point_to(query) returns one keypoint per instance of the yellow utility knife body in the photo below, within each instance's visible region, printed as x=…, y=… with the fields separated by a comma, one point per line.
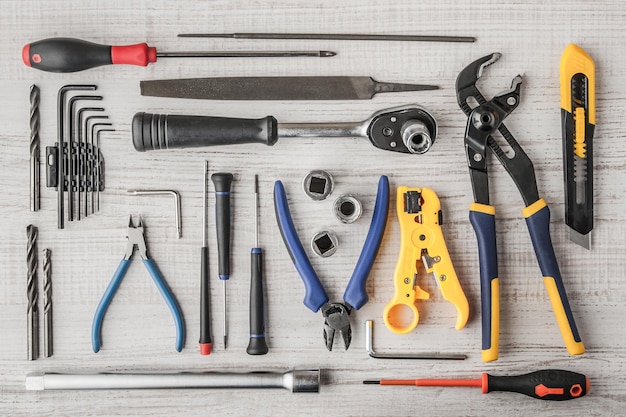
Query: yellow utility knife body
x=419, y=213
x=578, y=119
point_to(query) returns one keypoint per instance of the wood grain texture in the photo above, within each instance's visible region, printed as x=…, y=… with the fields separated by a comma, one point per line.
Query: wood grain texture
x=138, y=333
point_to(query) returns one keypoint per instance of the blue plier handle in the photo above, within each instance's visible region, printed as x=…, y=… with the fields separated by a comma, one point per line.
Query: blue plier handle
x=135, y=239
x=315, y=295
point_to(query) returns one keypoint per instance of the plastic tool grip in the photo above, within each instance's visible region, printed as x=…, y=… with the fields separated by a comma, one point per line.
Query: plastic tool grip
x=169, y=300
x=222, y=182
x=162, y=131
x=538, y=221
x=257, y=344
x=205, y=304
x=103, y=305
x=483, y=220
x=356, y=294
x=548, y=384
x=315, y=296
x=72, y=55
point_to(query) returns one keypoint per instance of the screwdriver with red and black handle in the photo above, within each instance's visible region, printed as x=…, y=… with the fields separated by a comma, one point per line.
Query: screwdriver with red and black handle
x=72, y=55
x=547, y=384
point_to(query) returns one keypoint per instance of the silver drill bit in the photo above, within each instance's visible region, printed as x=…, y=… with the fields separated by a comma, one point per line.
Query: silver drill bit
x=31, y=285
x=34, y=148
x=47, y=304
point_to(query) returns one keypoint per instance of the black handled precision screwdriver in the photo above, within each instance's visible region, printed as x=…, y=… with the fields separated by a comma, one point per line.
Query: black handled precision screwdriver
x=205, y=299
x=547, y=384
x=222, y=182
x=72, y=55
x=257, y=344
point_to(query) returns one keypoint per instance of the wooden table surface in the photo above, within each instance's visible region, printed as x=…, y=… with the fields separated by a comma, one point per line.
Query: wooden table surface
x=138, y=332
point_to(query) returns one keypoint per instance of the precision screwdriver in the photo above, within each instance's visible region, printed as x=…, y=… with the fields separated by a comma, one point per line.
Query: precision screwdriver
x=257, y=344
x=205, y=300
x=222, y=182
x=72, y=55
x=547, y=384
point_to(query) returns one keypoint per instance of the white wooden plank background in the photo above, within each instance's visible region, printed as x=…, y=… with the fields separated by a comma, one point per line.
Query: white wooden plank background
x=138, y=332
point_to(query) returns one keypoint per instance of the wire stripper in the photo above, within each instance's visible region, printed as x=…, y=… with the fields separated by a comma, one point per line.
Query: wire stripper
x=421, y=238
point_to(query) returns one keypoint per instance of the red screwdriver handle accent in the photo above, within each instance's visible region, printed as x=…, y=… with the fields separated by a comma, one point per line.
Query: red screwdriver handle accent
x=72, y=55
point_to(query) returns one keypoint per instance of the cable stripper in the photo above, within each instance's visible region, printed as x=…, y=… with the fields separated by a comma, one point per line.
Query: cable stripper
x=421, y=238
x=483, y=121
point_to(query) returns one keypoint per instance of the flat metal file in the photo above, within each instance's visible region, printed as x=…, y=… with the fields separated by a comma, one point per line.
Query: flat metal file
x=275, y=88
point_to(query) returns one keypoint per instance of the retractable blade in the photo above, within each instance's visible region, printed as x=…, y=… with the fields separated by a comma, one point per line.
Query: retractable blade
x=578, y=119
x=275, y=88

What is asked ::
Please rewrite everything from the line containing "point_to(query) returns one keypoint per instance of the red" down to the line containing "x=483, y=121", both included. Raise every x and y coordinate by 36 and leave all other text unchanged.

Task output ::
point_to(query) returns one keypoint per instance of the red screwdriver handle accent in the photo above, within each instance's visible region, printed as x=…, y=… with the fields separated by a comma, one point per line.
Query: red screwdriver handle accent
x=108, y=91
point_to(query) returns one keypoint per instance of the cable stripper in the photo above, within each instance's visible region, printed as x=…, y=… with the fields separated by a comma, one point per line.
Query: cable stripper
x=457, y=274
x=519, y=157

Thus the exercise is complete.